[Region pointing data]
------------------------------------

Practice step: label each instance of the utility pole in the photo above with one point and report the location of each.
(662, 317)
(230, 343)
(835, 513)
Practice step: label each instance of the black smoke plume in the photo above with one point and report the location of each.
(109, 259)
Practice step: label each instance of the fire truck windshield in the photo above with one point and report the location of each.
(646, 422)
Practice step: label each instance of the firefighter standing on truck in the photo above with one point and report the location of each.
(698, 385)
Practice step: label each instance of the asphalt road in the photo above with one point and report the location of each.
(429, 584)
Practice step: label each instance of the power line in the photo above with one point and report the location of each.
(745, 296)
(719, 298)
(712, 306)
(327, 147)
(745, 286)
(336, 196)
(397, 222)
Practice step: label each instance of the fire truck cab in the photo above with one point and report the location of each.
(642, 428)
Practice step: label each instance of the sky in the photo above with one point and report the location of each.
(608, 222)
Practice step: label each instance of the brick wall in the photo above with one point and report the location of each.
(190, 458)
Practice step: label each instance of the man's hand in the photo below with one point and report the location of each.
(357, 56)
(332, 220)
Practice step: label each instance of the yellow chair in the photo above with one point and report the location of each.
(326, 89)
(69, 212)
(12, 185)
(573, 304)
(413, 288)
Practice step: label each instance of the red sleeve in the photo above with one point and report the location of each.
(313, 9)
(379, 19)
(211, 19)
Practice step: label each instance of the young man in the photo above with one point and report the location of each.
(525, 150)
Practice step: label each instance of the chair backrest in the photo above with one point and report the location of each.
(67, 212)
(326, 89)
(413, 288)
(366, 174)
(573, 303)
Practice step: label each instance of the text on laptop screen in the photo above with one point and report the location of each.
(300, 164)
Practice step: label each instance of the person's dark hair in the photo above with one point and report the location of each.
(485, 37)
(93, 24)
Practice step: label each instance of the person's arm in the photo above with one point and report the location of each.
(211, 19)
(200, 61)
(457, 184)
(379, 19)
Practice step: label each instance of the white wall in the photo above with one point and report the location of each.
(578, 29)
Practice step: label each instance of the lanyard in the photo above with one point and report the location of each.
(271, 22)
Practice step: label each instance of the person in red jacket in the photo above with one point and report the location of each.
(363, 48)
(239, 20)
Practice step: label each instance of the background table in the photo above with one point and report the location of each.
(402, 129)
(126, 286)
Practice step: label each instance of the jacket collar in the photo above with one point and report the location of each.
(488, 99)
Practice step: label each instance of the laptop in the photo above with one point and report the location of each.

------------------------------------

— PROBLEM DESCRIPTION —
Copy out the data above, word for word.

— WORKED SOLUTION —
Practice step: label each instance of the utility pole in the photo above with one point and report the location of each.
(662, 317)
(230, 343)
(835, 513)
Practice step: label each instance of the black smoke plume in the photo above with one point and report the location of each.
(109, 259)
Practice step: label each instance of the fire truck windshield in the photo above with one point and report the location of each.
(646, 422)
Practice step: label each instance of the firefighter standing on truck in the photo above with one point and report the location of each.
(698, 385)
Practice step: label each instance of the asphalt road in the photo above with one point and report the location of each.
(429, 584)
Practice step: label each instance of the power line in the photo above with one point and report the location of each.
(745, 296)
(719, 298)
(712, 306)
(327, 147)
(745, 286)
(336, 196)
(397, 222)
Practice step: label each instance of the fire truck cab in the photo above with one point and report the location of each.
(642, 428)
Practice step: label each instance of the sky in the photo above with one point and report the location of each.
(608, 222)
Practice step: label each instance of the brick wall in the photo above with one point and report the location of each.
(190, 458)
Practice step: label each instance of the man's hand in the photo below with one point and report the location of each.
(357, 56)
(332, 220)
Practice step: label each instance of the yellow chair in the photo above with one point and report the location of each.
(326, 89)
(69, 212)
(12, 185)
(573, 304)
(413, 288)
Practice step: label each instance of the red sleeve in the photo above with one point and report the location of each.
(313, 9)
(379, 19)
(211, 19)
Practice step: label each instance of the young man in the photo above with one point and report the location of each.
(525, 150)
Practice step: label each instance of the chair backrest in the photo above with one point and report the location of each.
(67, 212)
(326, 89)
(413, 288)
(366, 174)
(573, 303)
Practice step: label each instance of the text on laptop screen in the photo above with one point and report the location of each.
(300, 164)
Practice step: label each instance of the person's dark hair in the photo above with one point and report the location of each.
(485, 37)
(93, 24)
Practice step: label each instance of the person's arm in the photo above with one point and report the location of each.
(211, 19)
(200, 61)
(457, 184)
(379, 19)
Practice step: label each instance of the white wall in the photo above with one point and report the location of each.
(578, 29)
Practice step: label each instance of the lanyard in the photo above with one point and report the location of each.
(271, 22)
Practice step: label each instance of the person in red jacket in the photo above with one point and report the location of each.
(363, 48)
(239, 20)
Practice step: label each instance of the background table in the photo above with one point and report the location of each.
(402, 129)
(126, 286)
Practice step: label each instance of the jacket collar in the photo above with one point and report the location of each.
(488, 99)
Practice step: label each instance of the laptop in the photo above with one point and report the location of each.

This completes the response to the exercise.